Passage to read:

'''

Two months before my son was due, I woke in the middle of the night with pangs in my stomach. Despite my overwhelming craving for carrots, these weren’t hunger pains. I figured they were simply the Braxton Hicks contractions I’d so often heard about. No biggie, I thought, and went back to what was more pressing: getting myself some carrots.
You can imagine my surprise when I moseyed into my midwife’s office the next morning, mentioned the pangs at the end of the appointment, and was promptly tested for preterm labor. I went about my day, met my husband for lunch, and the pangs grew stronger. I called the hospital to check in on my tests and was told that I needed to return—immediately. The results indicated I was at risk for going into early labor. Oddly enough, my initial feeling was one of excitement. This was soon quickly replaced by worry and mild panic, but I had a high level of trust in my midwife and the hospital I was planning to deliver at, and for a brief moment, the idea of meeting my baby that very day was an exciting one—before I reminded myself that we were way ahead of schedule.
The doctors and nurses attempted to stop or stall my labor, to no avail. There was no shred of excitement left in me. I was terrified and confused, asking each nurse I met what was happening to me. I was reassured at every turn: “We’re taking care of you” and “We’ll keep your baby safe.” I couldn’t fully comprehend what was happening, and when I found myself being wheeled into a delivery room and being set up for birthing, I still thought the labor would be stopped. It had to be! And then the doctor walked in and announced that I was dilated five centimeters.
Game on.
Until that day, I never knew that an experience could be simultaneously extraordinary and heart-wrenching—how one moment could shake your soul and rattle your insides and give you terrible dreams at night, while also inspiring you to gush with delirious happiness about how you’d done it: You had entered into that forever life-changing realm that is motherhood. Before I became one, parenthood seemed mysterious to me. But then, as they say, it all clicked the moment I met him.
As my body took over and my personal will was taken over by primitive reflexes, I realized I couldn’t stop or alter anything that was happening to me. My son was going to be born that day. His birth wasn’t going to happen the way we thought it would, but it was still happening. I had one chance to really cherish and remember my son’s birth—the moment I was also born as a parent—and this was it.

'''

Entries shown:
'''

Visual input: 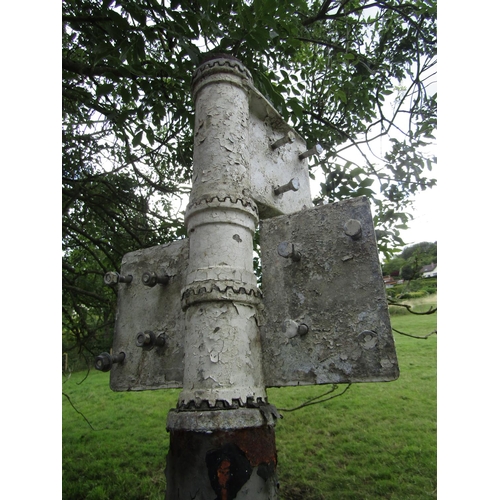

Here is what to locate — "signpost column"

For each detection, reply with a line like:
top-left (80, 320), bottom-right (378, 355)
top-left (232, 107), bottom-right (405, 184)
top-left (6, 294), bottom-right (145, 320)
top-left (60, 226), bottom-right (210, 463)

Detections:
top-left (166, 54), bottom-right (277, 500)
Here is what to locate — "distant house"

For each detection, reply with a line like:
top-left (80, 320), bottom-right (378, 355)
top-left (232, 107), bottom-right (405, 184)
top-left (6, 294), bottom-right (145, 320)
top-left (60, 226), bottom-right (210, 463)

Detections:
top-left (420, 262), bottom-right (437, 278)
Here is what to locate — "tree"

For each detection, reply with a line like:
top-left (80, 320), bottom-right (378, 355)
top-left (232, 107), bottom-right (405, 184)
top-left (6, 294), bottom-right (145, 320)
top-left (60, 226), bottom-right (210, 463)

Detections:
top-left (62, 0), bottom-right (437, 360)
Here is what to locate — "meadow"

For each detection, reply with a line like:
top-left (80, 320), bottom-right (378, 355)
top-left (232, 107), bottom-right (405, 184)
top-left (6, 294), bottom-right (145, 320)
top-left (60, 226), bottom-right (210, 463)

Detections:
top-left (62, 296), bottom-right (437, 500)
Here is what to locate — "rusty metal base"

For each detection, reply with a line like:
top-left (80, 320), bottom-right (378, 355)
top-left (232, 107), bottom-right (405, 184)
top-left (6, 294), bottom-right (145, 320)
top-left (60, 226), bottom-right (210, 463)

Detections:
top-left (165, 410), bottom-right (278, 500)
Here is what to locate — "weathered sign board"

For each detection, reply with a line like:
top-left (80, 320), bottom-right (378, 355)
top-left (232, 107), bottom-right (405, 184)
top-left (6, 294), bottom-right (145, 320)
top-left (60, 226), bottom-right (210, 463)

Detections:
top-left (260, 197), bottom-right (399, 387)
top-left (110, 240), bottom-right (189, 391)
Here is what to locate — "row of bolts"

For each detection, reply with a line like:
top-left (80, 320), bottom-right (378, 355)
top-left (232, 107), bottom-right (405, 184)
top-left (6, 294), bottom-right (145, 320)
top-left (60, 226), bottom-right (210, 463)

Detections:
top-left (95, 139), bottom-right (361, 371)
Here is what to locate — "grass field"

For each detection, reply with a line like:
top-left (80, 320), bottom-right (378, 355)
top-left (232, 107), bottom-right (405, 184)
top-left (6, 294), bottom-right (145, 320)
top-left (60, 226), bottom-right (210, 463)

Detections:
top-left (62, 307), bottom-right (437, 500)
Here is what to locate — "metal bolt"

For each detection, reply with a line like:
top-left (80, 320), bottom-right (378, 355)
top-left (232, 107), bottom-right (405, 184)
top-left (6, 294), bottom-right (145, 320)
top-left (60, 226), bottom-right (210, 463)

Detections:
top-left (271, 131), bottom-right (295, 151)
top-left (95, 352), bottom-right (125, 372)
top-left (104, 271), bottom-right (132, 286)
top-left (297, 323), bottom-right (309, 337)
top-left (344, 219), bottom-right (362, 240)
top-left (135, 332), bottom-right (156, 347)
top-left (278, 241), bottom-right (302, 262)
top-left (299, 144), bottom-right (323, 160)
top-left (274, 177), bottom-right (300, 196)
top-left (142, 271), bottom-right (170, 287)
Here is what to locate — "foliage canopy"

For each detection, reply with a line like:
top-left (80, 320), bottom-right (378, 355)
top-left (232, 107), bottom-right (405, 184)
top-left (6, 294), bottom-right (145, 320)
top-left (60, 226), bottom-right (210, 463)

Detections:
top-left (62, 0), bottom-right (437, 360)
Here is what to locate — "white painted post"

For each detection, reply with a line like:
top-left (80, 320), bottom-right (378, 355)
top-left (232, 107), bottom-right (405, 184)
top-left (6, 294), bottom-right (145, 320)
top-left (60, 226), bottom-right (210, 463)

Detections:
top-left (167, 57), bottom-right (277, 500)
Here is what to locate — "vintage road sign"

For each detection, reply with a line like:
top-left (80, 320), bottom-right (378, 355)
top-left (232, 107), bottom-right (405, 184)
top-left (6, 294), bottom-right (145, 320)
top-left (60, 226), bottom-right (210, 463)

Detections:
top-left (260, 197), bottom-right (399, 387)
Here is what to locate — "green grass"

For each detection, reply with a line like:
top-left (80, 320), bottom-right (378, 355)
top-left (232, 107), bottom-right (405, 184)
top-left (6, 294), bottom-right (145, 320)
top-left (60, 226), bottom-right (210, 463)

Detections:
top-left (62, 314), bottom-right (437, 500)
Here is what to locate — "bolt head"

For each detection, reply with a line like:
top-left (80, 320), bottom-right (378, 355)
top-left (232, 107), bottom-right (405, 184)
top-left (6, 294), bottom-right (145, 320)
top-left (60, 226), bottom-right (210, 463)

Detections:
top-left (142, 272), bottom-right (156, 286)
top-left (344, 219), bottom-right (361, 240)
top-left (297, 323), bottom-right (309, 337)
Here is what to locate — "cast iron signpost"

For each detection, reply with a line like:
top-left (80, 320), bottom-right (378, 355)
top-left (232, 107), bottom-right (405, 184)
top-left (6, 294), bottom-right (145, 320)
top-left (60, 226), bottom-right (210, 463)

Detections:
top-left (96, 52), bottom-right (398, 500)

'''

Try it:
Could you repeat the account of the early birth from "Until that day, I" up to and including "moment I met him.", replacing "heart-wrenching" with "heartbreaking"?

Answer to this task:
Until that day, I never knew that an experience could be simultaneously extraordinary and heartbreaking—how one moment could shake your soul and rattle your insides and give you terrible dreams at night, while also inspiring you to gush with delirious happiness about how you’d done it: You had entered into that forever life-changing realm that is motherhood. Before I became one, parenthood seemed mysterious to me. But then, as they say, it all clicked the moment I met him.